*Task list:*
[1] Answer these from the Saxifraga boundary text, one line each:
(a) What range of lengths does the text give for the ycf1 gene?
(b) In S. stolonifera, where is the ndhF gene sited?
(c) Which junction site does the abbreviation JSA denote?
[2] Retype the section of the Saxifraga boundary text starting at "A plot displaying" and ending at "and LSC, respectively.".
[3] List every junction-site abbreviation defined in the Saxifraga boundary text.
**** Supplied text
The IR/SC boundary shift was widely reported as a general evolutionary phenomenon, which reflected the expansion and contraction of the cp genome and made genes near borders pseudogenization [58,59,60]. We investigated the border of IR, LSC, and SSC regions among Saxifraga species, and some variations are displayed in Figure 2 Through comparison, the boundaries showed no significant differences. In most Saxifraga species, the ndhF gene was mainly on the SSC region, and its right end had a little on the IRb region; in the S. stolonifera, ndhF was sited on the SSC region, without any part on the IRb. The ycf1 gene took both sides of the SSC and Ira region, and its length ranged from 5300 to 5540. Due to the special location, another copy of ycf1, located at the boundary of the IRb and SSC region, became a truncated pseudogene. The rps19 gene was largely located at the junction of LSC and IRb and, similar to ycf1, most of the second copy at the boundary of the IRa and LSC region was also under pseudogenization. In contrast, the rps19 genes of S. stolonifera were totally embedded in the IR regions so that pseudogenization of the second copy was avoided. The result also reflected from the side the expansion event experienced on the IR boundary of the S. stolonifera.

Figure 2

A plot displaying the boundaries of the LSC, SSC, and IR regions and genes around the junction sites for each Saxifraga cp genome. JLB, JSB, JSA, and JLA denote the junction sites of LSC and IRb, IRb and SSC, SSC and IRa, and IRa and LSC, respectively.
********
**** Records
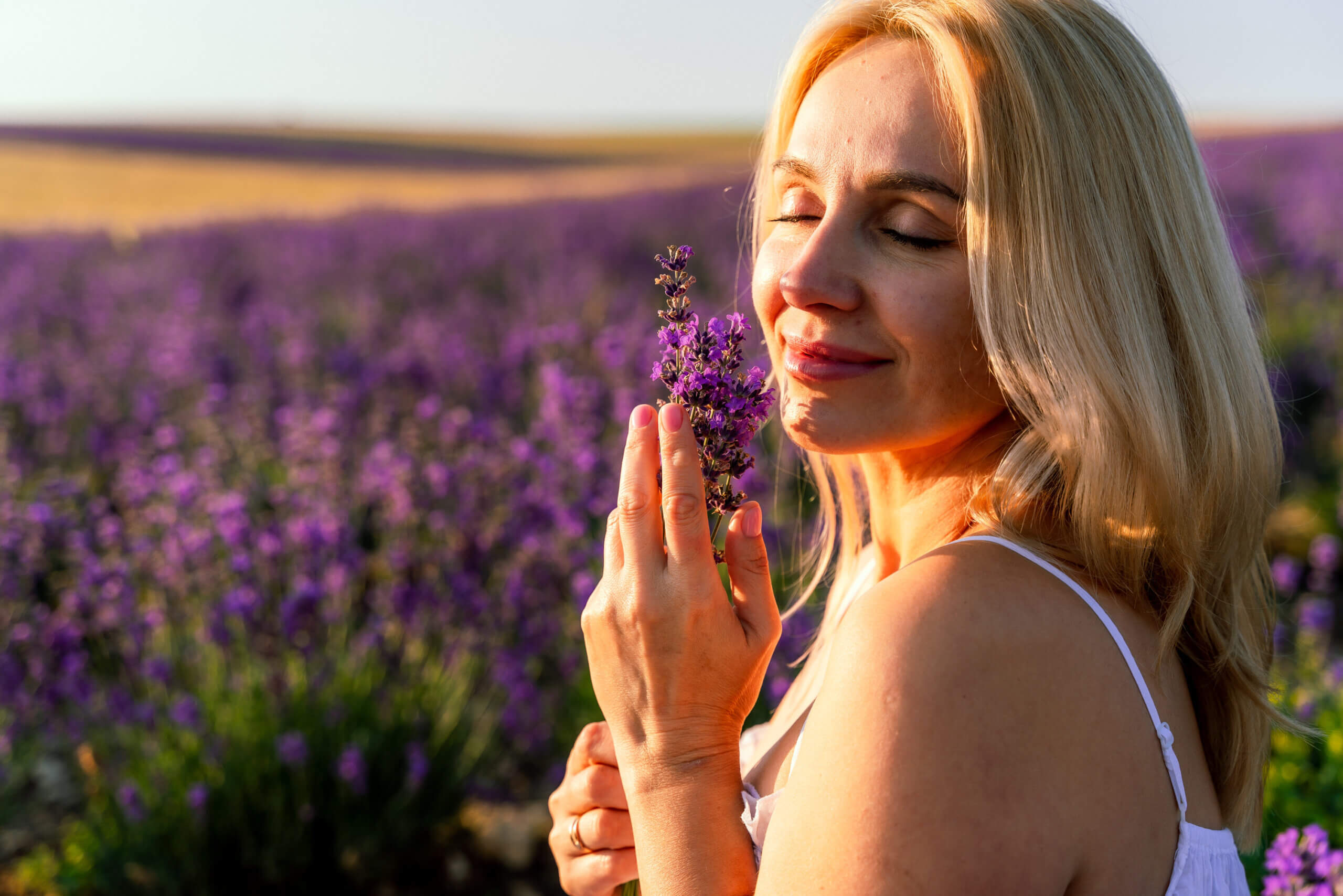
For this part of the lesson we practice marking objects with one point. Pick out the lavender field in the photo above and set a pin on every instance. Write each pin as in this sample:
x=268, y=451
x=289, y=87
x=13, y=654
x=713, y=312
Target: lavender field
********
*Answers to each task:*
[1]
(a) 5300 to 5540.
(b) On the SSC region, without any part on the IRb.
(c) The junction site of SSC and IRa.

[2]
A plot displaying the boundaries of the LSC, SSC, and IR regions and genes around the junction sites for each Saxifraga cp genome. JLB, JSB, JSA, and JLA denote the junction sites of LSC and IRb, IRb and SSC, SSC and IRa, and IRa and LSC, respectively.

[3] JLB, JSB, JSA, JLA